• Collected data:

- - - -

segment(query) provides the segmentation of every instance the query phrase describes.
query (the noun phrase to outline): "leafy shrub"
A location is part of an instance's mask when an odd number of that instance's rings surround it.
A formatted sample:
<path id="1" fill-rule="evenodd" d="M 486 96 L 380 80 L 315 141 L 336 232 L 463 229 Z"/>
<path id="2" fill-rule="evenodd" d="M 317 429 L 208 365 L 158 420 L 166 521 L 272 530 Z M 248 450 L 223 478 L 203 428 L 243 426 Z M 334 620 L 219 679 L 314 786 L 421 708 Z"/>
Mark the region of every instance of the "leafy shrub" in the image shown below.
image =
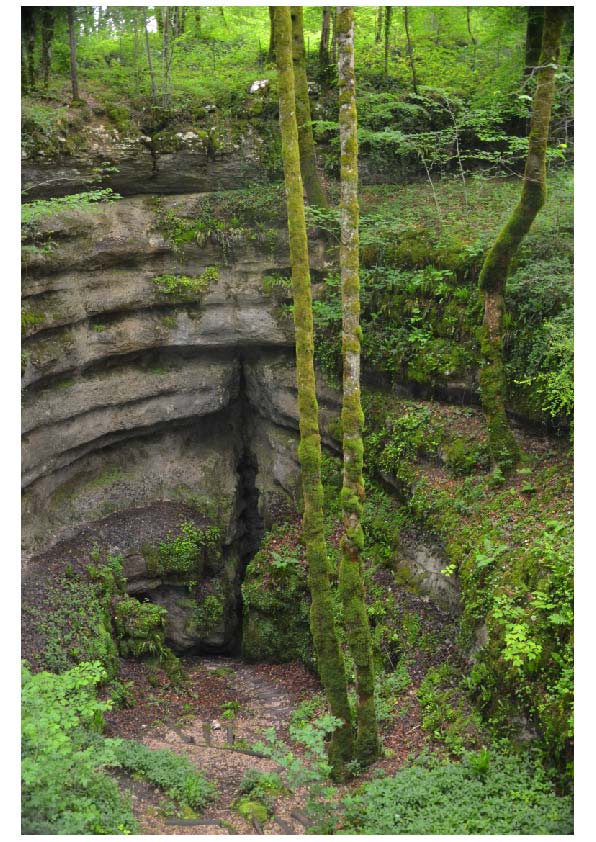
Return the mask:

- - - -

• Your task: How many lines in the data above hold the word "mask"? Answer with the number alone.

• Answer section: 2